(Supplied records begins)

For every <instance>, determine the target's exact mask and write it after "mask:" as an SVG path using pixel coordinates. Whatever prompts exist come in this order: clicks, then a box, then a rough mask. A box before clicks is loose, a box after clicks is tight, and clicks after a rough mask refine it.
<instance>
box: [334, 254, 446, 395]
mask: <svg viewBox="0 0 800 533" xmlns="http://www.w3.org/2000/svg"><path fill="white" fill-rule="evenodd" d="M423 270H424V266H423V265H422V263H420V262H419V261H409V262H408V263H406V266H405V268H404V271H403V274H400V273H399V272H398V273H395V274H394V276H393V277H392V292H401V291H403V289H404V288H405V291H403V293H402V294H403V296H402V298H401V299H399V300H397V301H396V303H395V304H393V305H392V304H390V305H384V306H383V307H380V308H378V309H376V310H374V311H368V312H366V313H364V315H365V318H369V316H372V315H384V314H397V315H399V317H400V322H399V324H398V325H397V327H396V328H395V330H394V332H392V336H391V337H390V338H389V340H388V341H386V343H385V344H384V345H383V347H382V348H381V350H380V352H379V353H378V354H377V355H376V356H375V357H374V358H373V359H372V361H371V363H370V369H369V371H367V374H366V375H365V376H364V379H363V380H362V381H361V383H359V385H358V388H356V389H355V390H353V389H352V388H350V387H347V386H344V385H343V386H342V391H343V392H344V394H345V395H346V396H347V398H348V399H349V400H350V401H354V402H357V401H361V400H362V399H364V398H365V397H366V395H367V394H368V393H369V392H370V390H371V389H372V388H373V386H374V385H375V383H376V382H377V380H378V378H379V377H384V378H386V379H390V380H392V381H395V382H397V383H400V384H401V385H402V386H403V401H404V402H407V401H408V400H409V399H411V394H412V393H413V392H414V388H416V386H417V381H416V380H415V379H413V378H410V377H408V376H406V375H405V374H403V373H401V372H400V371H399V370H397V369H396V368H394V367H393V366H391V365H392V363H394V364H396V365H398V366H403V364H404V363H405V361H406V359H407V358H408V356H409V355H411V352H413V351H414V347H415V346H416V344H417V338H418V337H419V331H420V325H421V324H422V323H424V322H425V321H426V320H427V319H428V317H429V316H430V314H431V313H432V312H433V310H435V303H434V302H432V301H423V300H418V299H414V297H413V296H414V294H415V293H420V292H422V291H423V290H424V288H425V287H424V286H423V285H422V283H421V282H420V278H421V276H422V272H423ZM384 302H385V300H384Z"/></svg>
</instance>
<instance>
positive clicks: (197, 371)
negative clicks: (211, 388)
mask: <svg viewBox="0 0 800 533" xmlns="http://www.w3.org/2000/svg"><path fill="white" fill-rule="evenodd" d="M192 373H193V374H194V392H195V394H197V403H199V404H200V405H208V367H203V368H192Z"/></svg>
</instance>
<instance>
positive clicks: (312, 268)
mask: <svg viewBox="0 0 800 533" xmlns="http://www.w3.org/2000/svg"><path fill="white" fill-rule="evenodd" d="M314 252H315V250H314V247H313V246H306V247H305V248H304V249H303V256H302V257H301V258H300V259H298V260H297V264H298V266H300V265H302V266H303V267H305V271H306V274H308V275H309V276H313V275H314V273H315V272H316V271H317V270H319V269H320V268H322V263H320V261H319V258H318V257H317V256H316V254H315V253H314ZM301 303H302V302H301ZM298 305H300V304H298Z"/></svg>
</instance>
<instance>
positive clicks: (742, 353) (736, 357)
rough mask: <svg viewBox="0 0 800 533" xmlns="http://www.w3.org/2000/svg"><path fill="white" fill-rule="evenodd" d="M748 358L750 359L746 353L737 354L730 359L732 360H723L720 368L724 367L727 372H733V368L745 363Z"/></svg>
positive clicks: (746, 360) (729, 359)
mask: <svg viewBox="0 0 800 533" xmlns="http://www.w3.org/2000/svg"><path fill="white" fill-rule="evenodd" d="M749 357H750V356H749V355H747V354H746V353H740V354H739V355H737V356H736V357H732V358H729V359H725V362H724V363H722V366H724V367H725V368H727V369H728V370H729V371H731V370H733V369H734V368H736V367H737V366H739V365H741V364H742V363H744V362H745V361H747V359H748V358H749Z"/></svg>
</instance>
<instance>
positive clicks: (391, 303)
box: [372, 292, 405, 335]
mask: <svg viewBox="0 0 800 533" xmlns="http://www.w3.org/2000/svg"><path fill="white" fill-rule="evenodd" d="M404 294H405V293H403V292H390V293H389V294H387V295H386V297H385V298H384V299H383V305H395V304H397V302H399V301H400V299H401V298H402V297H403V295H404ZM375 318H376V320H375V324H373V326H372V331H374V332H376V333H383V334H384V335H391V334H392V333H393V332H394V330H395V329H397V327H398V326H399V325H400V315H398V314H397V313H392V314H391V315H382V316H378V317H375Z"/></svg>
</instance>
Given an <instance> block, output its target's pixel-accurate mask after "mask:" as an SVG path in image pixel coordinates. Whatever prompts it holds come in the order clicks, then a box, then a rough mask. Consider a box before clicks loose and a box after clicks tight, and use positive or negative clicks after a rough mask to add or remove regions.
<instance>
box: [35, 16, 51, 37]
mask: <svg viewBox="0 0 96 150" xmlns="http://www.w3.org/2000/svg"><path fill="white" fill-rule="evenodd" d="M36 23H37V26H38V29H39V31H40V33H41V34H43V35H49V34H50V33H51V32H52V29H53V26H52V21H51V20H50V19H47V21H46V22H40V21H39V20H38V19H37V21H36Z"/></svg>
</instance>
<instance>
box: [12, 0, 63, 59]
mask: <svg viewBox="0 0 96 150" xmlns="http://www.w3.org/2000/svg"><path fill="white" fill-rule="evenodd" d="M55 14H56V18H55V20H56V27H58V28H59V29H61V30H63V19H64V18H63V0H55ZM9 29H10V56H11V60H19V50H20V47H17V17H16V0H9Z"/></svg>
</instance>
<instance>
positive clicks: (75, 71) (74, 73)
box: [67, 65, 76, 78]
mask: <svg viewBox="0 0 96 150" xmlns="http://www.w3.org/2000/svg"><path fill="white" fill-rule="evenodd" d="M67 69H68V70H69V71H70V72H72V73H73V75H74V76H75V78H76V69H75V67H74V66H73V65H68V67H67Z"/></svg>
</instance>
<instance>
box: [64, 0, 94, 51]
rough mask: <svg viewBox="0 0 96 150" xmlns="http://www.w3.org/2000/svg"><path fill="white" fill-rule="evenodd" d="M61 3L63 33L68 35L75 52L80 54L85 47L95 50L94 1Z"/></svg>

(Supplied records ends)

→ **Assignment**
Look for the line with "box: [64, 0, 94, 51]" in the records above. Repeat it and each line after it exactly.

→ **Exercise answer**
box: [64, 0, 94, 51]
rough mask: <svg viewBox="0 0 96 150" xmlns="http://www.w3.org/2000/svg"><path fill="white" fill-rule="evenodd" d="M61 3L63 33L68 35L75 52L80 54L85 47L95 50L94 1Z"/></svg>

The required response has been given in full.